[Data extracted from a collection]
_____
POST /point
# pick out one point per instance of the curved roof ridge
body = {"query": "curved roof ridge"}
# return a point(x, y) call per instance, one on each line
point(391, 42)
_____
[Your goal] Retyping every line above exactly is all that is needed.

[Exercise output]
POST /point
# pick out one point per instance of the curved roof ridge
body = {"query": "curved roof ridge"}
# return a point(x, y) call per instance, one on each line
point(391, 42)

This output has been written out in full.